(Box annotations for photos)
::::
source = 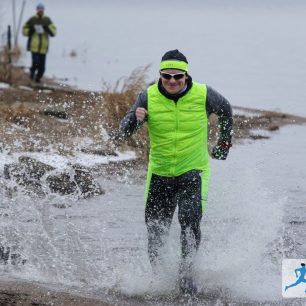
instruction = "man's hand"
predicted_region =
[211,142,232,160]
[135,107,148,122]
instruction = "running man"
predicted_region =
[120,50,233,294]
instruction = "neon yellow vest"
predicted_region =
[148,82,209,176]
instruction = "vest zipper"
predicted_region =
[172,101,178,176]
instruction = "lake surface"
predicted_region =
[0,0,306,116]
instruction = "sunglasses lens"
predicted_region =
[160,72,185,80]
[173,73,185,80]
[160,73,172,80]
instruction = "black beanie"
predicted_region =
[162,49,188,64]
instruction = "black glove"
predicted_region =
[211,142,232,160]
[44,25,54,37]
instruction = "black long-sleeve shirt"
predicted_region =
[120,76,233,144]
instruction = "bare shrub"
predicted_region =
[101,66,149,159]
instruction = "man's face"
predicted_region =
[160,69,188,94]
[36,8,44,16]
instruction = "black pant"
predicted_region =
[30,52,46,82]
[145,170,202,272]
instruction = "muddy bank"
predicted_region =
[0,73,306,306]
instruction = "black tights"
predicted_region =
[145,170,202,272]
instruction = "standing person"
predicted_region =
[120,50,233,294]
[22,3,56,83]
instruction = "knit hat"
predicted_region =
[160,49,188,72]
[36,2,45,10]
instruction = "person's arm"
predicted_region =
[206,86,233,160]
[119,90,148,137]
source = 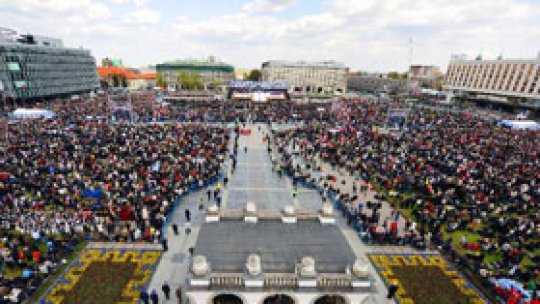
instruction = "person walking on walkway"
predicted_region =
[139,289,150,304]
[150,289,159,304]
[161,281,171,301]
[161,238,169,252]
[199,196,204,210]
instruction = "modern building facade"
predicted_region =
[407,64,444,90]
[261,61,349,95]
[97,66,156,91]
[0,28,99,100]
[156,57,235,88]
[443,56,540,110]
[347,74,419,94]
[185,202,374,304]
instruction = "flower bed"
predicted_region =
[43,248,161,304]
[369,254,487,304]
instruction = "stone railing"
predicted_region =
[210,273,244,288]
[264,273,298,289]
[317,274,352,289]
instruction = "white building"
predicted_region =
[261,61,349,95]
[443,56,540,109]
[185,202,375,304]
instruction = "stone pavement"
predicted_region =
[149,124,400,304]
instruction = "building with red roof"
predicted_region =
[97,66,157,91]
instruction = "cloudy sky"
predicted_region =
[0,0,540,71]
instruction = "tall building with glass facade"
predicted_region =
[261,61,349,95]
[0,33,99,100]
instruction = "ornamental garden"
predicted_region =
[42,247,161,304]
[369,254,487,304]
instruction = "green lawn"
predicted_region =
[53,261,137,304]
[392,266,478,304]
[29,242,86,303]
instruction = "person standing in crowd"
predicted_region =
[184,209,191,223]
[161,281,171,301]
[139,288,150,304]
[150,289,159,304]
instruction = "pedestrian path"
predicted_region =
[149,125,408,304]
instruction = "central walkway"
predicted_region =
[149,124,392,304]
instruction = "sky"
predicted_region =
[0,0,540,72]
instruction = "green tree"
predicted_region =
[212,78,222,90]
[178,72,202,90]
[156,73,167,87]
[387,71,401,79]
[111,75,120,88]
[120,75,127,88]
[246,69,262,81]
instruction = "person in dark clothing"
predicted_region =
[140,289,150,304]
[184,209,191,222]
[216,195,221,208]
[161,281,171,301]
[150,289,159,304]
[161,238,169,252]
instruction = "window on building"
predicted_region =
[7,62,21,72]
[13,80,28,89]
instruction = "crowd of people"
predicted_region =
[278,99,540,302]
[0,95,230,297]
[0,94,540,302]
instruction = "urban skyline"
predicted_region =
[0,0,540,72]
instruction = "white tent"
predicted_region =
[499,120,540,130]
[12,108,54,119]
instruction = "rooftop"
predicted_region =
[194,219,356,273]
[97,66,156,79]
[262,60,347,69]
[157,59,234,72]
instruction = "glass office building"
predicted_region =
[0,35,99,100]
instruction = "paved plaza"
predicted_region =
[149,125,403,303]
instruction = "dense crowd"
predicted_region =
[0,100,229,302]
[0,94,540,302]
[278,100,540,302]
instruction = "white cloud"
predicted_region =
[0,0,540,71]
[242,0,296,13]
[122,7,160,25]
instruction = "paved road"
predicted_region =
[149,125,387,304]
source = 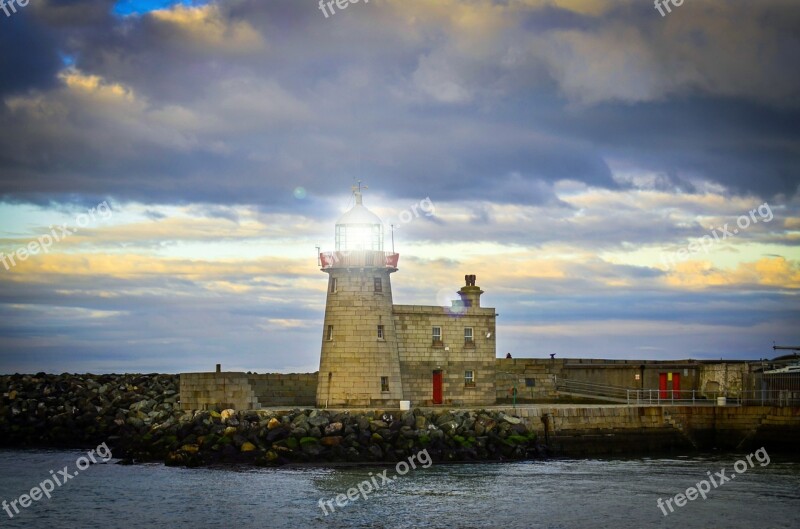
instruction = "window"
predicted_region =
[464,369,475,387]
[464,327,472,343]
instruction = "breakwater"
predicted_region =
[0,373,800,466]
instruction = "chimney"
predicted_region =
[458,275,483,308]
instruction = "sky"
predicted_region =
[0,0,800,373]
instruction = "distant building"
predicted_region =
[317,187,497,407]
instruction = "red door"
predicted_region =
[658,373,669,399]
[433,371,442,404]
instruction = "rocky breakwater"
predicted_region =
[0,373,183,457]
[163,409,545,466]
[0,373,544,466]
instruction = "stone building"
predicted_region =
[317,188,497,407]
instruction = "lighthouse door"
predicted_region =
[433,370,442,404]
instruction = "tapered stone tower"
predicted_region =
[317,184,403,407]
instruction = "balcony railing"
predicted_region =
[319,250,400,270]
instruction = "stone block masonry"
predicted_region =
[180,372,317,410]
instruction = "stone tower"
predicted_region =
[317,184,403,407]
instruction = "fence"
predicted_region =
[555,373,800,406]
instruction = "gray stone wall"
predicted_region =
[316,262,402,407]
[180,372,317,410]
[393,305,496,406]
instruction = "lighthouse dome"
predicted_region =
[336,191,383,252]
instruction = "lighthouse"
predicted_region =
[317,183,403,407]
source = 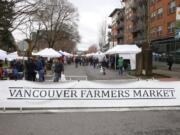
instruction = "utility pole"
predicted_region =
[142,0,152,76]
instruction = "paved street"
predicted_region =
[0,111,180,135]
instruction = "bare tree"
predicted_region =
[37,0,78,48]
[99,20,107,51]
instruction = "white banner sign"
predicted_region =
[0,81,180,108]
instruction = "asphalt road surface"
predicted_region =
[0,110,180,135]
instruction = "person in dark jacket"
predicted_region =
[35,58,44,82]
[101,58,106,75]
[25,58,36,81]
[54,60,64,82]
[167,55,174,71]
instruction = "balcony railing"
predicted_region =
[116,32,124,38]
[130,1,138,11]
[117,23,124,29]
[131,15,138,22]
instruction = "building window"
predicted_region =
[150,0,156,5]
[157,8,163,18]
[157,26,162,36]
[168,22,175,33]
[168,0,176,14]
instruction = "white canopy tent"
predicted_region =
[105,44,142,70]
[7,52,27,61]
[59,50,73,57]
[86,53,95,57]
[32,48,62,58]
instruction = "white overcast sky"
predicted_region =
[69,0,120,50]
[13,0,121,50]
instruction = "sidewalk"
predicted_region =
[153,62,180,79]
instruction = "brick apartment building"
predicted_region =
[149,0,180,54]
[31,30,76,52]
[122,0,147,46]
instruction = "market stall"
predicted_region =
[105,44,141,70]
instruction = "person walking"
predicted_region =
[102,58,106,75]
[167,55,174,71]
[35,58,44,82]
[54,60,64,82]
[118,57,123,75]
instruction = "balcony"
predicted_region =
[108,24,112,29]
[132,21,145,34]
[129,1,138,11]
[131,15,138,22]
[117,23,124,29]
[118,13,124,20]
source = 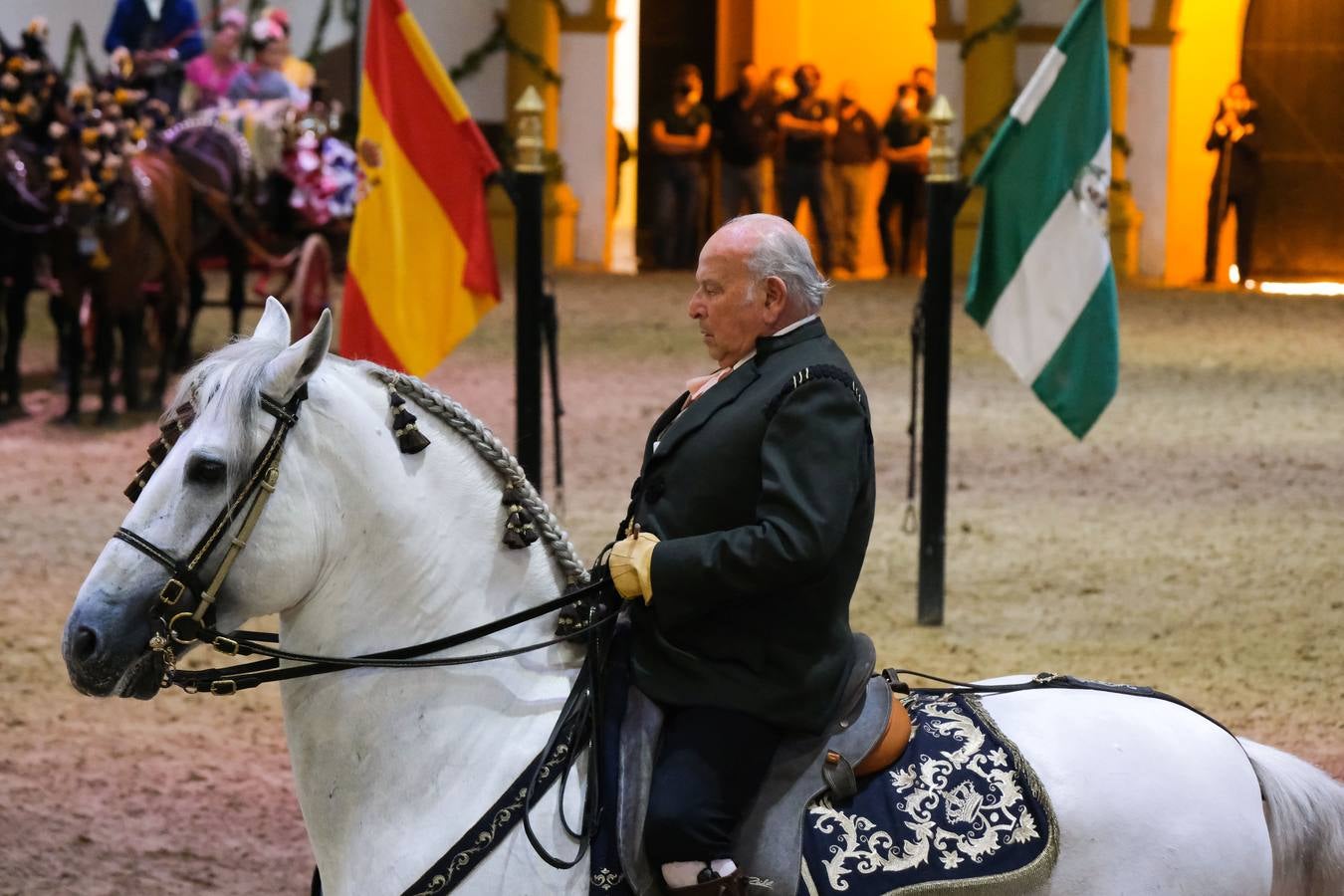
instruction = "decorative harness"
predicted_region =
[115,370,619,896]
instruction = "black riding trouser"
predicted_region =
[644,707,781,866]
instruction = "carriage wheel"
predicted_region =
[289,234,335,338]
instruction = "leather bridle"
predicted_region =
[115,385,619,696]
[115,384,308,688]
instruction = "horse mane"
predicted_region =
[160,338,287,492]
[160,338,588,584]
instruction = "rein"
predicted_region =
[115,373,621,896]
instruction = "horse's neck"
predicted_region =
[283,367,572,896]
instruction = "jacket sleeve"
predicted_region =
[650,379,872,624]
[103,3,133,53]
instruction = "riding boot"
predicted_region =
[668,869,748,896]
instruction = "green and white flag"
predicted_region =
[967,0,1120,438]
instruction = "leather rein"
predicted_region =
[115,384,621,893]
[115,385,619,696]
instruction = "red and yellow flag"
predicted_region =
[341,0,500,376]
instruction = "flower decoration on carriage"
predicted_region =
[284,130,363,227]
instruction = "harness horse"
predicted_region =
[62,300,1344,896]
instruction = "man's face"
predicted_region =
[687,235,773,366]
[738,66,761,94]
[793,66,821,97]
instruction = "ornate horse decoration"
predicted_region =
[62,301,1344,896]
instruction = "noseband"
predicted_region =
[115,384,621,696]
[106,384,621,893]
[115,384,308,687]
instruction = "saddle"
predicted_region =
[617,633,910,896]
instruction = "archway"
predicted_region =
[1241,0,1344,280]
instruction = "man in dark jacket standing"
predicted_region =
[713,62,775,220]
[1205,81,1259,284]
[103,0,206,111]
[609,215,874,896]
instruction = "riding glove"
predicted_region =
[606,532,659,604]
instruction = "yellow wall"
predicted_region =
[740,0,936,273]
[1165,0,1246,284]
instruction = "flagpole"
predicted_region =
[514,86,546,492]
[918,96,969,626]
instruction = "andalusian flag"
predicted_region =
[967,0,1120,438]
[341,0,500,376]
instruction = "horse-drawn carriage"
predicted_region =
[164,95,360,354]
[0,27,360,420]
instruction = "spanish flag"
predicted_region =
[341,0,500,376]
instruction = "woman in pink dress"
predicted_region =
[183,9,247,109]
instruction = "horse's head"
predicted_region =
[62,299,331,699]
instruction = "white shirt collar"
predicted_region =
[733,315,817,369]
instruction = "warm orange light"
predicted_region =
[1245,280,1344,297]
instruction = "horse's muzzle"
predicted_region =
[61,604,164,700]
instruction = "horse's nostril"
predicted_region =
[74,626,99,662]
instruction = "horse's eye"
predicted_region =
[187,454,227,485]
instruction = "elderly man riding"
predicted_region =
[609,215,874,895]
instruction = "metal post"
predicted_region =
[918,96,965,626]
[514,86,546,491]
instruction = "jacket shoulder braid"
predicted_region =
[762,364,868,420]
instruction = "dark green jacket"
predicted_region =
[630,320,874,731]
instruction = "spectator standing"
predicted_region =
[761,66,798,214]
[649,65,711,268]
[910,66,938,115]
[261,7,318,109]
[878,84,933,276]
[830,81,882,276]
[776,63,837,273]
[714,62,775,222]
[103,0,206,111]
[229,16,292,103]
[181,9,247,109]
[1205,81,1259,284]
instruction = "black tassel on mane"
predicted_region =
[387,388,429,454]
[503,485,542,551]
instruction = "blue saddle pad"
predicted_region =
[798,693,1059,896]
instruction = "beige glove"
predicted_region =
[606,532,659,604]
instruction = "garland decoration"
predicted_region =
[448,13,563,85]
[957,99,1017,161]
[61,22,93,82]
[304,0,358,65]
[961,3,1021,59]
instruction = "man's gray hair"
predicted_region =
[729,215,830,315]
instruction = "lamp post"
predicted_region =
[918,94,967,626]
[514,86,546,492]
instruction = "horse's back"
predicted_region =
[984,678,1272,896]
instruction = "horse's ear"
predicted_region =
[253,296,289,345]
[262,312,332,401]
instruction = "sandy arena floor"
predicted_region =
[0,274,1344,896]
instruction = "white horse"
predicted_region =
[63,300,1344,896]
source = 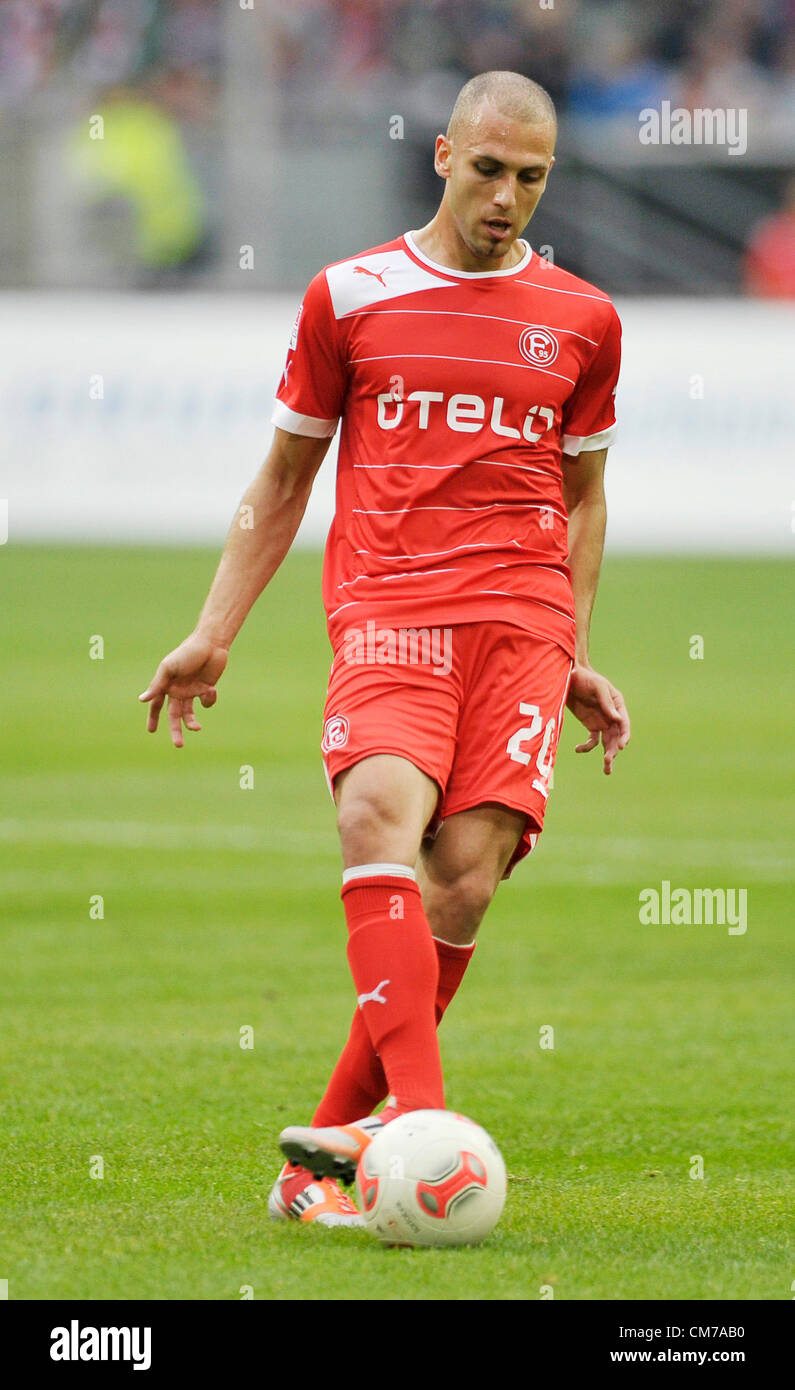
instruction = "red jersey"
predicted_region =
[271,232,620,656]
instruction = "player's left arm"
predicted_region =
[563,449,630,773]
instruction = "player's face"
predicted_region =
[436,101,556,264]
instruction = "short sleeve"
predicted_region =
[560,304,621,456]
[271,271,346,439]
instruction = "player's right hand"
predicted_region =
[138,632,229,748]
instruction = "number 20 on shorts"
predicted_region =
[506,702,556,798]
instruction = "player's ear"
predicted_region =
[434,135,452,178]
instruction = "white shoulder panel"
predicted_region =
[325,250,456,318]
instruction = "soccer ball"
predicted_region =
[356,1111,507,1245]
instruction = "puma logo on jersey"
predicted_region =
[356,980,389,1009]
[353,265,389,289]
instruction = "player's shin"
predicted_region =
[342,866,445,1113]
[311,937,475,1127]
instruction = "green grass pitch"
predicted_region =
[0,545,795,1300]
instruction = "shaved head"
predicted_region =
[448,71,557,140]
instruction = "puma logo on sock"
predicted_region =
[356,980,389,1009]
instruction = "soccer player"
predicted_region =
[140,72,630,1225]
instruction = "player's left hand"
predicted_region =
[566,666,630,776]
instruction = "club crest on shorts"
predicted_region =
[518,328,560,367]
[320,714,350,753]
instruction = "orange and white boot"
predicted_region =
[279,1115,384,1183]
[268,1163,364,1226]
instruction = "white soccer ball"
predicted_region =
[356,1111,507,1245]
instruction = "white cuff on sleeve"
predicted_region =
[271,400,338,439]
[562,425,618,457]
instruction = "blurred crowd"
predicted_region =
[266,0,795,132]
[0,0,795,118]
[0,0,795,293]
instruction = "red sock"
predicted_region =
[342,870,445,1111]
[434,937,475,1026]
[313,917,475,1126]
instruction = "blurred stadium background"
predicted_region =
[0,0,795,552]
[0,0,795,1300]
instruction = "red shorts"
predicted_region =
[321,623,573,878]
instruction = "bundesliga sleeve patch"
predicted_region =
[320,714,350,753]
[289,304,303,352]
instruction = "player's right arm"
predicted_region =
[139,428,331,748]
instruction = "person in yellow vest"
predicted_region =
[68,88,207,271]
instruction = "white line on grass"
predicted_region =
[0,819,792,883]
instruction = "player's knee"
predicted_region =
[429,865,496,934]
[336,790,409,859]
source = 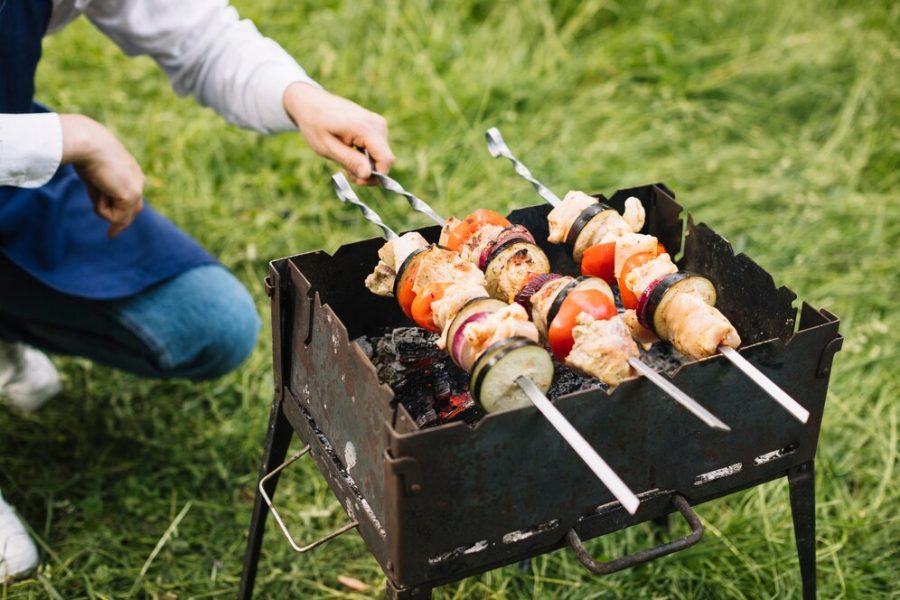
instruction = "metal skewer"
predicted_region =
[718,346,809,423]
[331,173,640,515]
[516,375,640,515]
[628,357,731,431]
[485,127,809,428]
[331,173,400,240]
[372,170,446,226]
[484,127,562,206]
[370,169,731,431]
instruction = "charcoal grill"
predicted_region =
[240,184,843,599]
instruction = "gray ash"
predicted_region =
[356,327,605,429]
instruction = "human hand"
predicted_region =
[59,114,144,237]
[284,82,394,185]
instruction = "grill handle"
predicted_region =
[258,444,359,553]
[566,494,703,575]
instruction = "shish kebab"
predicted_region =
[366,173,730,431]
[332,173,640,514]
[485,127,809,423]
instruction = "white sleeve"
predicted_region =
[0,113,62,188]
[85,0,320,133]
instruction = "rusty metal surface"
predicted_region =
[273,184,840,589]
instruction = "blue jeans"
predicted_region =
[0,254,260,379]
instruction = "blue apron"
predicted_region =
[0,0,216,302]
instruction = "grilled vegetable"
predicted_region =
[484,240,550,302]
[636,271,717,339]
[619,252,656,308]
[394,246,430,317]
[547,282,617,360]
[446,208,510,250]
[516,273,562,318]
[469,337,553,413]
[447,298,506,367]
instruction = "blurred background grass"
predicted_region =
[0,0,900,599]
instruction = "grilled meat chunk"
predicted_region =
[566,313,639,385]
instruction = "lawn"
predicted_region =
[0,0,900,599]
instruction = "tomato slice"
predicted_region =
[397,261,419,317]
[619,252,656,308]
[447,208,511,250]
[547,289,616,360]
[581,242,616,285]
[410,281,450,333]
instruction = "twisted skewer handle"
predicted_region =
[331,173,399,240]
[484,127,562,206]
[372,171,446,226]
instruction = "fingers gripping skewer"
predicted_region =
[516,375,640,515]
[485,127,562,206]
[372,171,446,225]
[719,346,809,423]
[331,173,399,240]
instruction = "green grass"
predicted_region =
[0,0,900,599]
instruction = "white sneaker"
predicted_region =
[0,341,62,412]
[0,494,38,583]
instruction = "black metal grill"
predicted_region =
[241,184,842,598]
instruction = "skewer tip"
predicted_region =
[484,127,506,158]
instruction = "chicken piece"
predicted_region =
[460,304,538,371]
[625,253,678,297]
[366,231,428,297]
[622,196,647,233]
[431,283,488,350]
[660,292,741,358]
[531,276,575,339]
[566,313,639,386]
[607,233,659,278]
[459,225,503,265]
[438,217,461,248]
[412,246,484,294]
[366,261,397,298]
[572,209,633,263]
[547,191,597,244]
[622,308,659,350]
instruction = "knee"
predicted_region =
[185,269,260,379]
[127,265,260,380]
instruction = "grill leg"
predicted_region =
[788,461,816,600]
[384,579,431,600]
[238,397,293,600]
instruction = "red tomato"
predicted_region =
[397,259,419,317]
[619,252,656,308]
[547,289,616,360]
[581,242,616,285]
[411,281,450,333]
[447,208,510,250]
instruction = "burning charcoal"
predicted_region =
::::
(Stated goal) Recast the part of the material that opens with its first line and closes with the line containing "[0,73,306,306]" as a JSON list of strings, one string per line, with blank lines omitted. Leave any picture out of the answer.

(Solution below)
[
  "source = ",
  "instruction = \"man's hand\"",
  "predicted_region =",
  "[211,142,232,160]",
  "[135,107,148,122]",
  "instruction = \"running man\"",
  "predicted_region =",
  "[120,50,233,294]",
  "instruction = \"neon yellow vest\"",
  "predicted_region =",
  "[148,82,209,176]",
  "instruction = \"vest zipper\"",
  "predicted_region =",
  "[172,101,178,176]",
  "instruction = \"lake surface\"",
  "predicted_region =",
  "[0,0,306,116]",
  "instruction = \"sunglasses lens\"",
  "predicted_region =",
  "[160,72,185,80]",
  "[173,73,185,80]",
  "[160,73,172,80]",
  "instruction = \"black beanie\"",
  "predicted_region =",
  "[162,49,188,64]",
  "instruction = \"black glove\"",
  "predicted_region =",
  "[211,142,232,160]",
  "[44,25,54,37]",
  "instruction = \"black long-sleeve shirt\"",
  "predicted_region =",
  "[120,76,233,144]",
  "instruction = \"bare shrub\"",
  "predicted_region =",
  "[101,66,149,159]",
  "instruction = \"man's face\"",
  "predicted_region =",
  "[160,69,188,94]",
  "[36,8,44,16]",
  "instruction = \"black pant\"",
  "predicted_region =",
  "[30,52,46,82]",
  "[145,170,202,272]",
  "instruction = \"muddy bank\"",
  "predicted_region =",
  "[0,73,306,306]"
]